┌─ Brano da leggere
Allestisce numerose personali in prestigiosi spazi pubblici e privati in Italia e all’estero: Galleria ”Bergamini” di Milano (1968, 1972), ”La Nuova Pesa” di Roma (1971, 1973), Galleria ”La Bussola” di Torino (1979), Galleria ”La Gradiva” di Roma (1979,1984,1988), Galleria ”Forni” di Bologna (1978), Centro ”A. Olivetti” di Città del Messico (1981), Museo ”Alvar Alto” di Iyvaskyla, Finlandia (1982), ”Gucci’s Gallery” di New York (1985), ”Paco das Artes” di San Paolo (1989), ”Musée Municipal” di S. Paul De Vence (1988), Galleria ”Appiani Arte Trentadue” di Milano (1991,1998), che lo presenta nella collettiva ”Arte per immagini” (1993).
└─
┌─ Materiale
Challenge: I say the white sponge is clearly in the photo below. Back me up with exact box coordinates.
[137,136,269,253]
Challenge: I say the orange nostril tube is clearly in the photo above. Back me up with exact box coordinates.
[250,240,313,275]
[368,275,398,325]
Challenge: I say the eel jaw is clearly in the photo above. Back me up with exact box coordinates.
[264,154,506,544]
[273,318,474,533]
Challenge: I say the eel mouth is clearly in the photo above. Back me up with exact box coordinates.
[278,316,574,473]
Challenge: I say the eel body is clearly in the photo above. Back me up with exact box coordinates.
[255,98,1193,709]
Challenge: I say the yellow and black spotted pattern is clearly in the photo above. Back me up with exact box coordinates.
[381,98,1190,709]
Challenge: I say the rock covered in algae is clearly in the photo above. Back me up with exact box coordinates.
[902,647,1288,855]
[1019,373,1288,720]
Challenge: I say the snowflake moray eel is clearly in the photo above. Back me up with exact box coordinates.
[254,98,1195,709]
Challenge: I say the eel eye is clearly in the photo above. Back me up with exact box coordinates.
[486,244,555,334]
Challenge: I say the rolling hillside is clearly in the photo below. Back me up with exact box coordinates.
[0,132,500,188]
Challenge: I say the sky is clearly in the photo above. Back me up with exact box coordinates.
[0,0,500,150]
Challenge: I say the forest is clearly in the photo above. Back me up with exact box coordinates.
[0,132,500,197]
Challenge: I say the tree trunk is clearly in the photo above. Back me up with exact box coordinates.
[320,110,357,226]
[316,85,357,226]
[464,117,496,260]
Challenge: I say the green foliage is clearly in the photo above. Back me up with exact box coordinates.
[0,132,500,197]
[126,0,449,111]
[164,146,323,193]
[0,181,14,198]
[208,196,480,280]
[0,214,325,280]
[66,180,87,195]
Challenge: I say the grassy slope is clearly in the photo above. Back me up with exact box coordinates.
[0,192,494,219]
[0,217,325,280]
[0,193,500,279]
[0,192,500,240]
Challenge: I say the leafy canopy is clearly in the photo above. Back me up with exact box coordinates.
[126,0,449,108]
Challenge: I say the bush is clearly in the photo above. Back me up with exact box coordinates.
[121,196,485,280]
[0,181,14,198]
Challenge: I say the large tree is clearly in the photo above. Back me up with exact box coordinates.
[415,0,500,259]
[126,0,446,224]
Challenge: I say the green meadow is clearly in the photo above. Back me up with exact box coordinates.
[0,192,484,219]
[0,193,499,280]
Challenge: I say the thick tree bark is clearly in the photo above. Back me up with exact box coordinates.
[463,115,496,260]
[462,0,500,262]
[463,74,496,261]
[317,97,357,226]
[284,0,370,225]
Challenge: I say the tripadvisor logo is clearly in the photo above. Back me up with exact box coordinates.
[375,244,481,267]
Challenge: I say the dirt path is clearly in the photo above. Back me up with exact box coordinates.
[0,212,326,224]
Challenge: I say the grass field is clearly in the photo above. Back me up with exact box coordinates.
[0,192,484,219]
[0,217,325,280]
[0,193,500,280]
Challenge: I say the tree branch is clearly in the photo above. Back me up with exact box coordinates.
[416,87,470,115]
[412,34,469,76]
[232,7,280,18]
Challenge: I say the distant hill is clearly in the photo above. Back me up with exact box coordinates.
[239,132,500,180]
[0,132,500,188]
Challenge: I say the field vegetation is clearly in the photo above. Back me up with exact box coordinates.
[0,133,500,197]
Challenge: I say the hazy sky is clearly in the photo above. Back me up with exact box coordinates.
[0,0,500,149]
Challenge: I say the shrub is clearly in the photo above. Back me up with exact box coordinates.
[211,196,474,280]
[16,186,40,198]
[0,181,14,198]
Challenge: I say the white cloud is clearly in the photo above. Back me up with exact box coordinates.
└─
## Consegne
1) Per favore, indica se ciascuna affermazione concorda con il brano, rispondendo sì o no e citando le parole decisive del brano: (a) la Galleria «La Gradiva» di Roma ospitò personali nel 1979, nel 1984 e nel 1988; (b) la Galleria «Forni» si trova a Torino; (c) la collettiva «Arte per immagini» risale al 1991.
2) Rispondi alle domande in base al brano.
(a) In quale città si trova la Galleria «Bergamini»?
(b) In quale anno compare il Centro «A. Olivetti» di Città del Messico?
(c) In quale città si trova il «Paco das Artes»?

## Soluzioni
1)
(a) Sì: "Galleria ”La Gradiva” di Roma (1979,1984,1988)".
(b) No: "Galleria ”Forni” di Bologna (1978)".
(c) No: "nella collettiva ”Arte per immagini” (1993)".

2)
(a) Milano.
(b) 1981.
(c) San Paolo.